**Exercise goal:**
Copy every line from the data below in which the string "apple" can be found.

**Extracted information:**
* * *

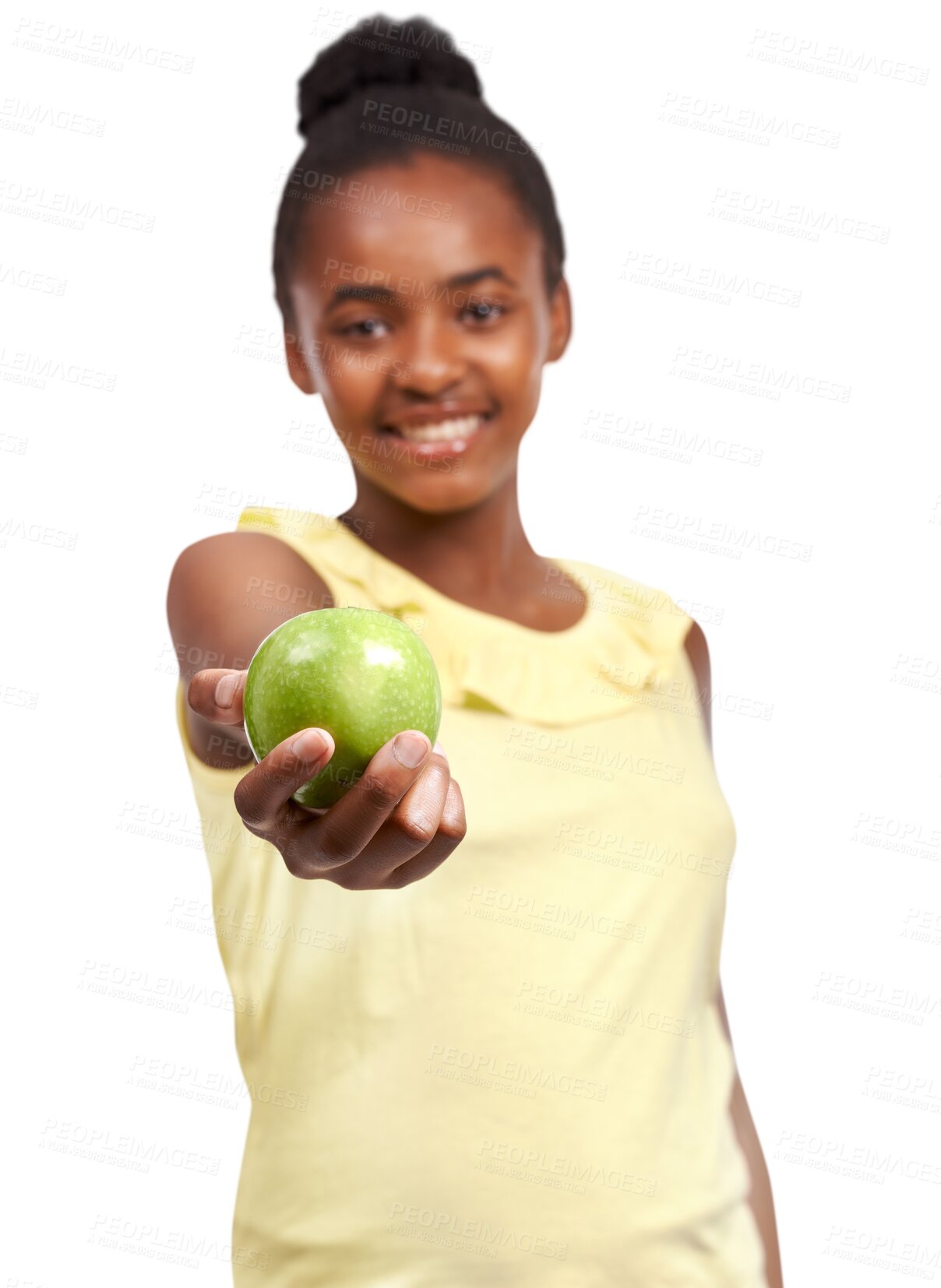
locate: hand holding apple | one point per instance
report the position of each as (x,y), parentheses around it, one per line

* * *

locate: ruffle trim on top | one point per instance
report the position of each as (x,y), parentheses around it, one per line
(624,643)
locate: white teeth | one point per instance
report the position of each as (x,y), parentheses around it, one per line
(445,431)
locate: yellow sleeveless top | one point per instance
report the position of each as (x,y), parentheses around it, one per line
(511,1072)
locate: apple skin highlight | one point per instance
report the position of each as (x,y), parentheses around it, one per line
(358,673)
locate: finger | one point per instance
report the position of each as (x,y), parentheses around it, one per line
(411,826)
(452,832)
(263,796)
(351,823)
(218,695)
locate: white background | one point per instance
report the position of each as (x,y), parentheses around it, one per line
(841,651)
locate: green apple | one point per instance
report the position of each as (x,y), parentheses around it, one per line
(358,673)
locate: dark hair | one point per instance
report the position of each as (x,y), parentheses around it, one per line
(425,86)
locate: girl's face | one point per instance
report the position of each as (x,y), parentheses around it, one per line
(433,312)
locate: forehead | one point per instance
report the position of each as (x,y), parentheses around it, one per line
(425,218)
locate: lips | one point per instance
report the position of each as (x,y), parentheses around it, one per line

* * *

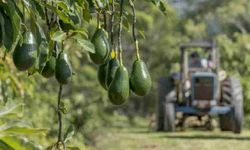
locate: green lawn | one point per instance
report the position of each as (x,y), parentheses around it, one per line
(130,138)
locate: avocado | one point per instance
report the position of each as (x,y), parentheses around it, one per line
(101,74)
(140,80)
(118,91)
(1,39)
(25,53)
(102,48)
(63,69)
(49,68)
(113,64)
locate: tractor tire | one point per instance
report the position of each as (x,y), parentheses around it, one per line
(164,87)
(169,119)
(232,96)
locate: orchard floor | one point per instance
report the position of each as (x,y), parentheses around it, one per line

* * *

**Result:**
locate: hand holding apple | one point per instance
locate: apple skin highlight | one point per instance
locate: green apple | one point per instance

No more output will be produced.